■ ESTRATTO SELEZIONATO:
________

Ah ah ah ah....molto carina, questa....ne terrò conto, grazie!!


----------



## exStermy (4 Ottobre 2012)

battiato63 ha detto:


> non so in quale regione vivi per cui non posso consigliarti quale, scegli tra questi quello che ti è più vicino: Il Po: ; l'Adige; L'Arno; Il Tevere ; Il Volturno..e buona fortuna   .:up:


per me se sbatte de meno se sale sur terrazzo...

ahahahah


----------



## battiato63 (4 Ottobre 2012)

KaiserSoze ha detto:


> Ah ah ah ah....molto carina, questa....ne terrò conto, grazie!!


 buongiorno Soze è un piacere trovarti:up:


----------



## dammi un nome (4 Ottobre 2012)

Chiara Matraini ha detto:


> No



e non ha mai fatto pressioni?


----------



## dammi un nome (4 Ottobre 2012)

Chiara Matraini ha detto:


> Registrati.
> O vedi di andare a fare in culo, va.


a vai...


----------



## dammi un nome (4 Ottobre 2012)

Minerva ha detto:


> sì, ciao perplesso (tr@deup)




e chen te lo sei dimenticato?


per quanto sia importante al fin..


----------



## dammi un nome (4 Ottobre 2012)

Chiara Matraini ha detto:


> grazie per gli ultimi rubini
> 
> una manica di moralisti è più simpatica di molti di voi


beccate sto verde.


----------



## dammi un nome (4 Ottobre 2012)

KaiserSoze ha detto:


> E viceversa?
> 
> Lo so...come so bene che qui nulla è come sembra. Quasi quanto nella vita vera.

________

■ DATI FORNITI:
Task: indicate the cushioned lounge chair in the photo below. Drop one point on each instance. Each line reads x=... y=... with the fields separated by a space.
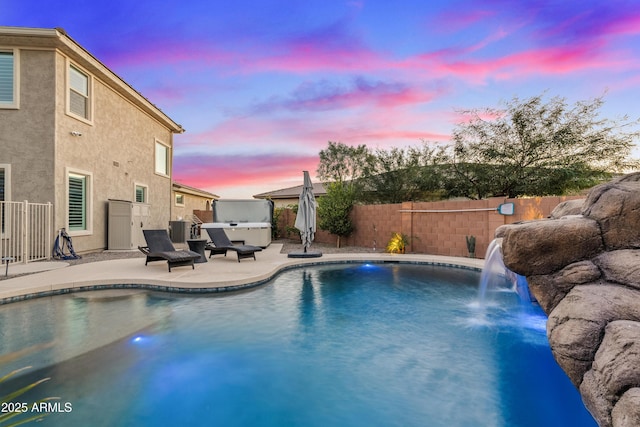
x=220 y=243
x=160 y=248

________

■ ESERCIZI DA SVOLGERE:
**1.** Rispondi a queste domande sulla discussione del forum:
(a) Quale data riportano tutti i messaggi?
(b) Chi saluta battiato63 nel suo messaggio?
(c) Che cosa chiede dammi un nome dopo aver citato il "No" di Chiara Matraini?
**2.** Elenca tutti gli utenti che la discussione del forum cita con la formula "ha detto".
**3.** Riproduci fedelmente il passo della discussione del forum che va da "## exStermy (4" fino a "sale sur terrazzo..." compreso.

■ RISPOSTE PER ESERCIZIO:
**1.**
(a) 4 Ottobre 2012.
(b) Soze.
(c) "e non ha mai fatto pressioni?"

**2.** battiato63, KaiserSoze, Chiara Matraini, Minerva

**3.**
## exStermy (4 Ottobre 2012)

battiato63 ha detto:


> non so in quale regione vivi per cui non posso consigliarti quale, scegli tra questi quello che ti è più vicino: Il Po: ; l'Adige; L'Arno; Il Tevere ; Il Volturno..e buona fortuna   .:up:


per me se sbatte de meno se sale sur terrazzo...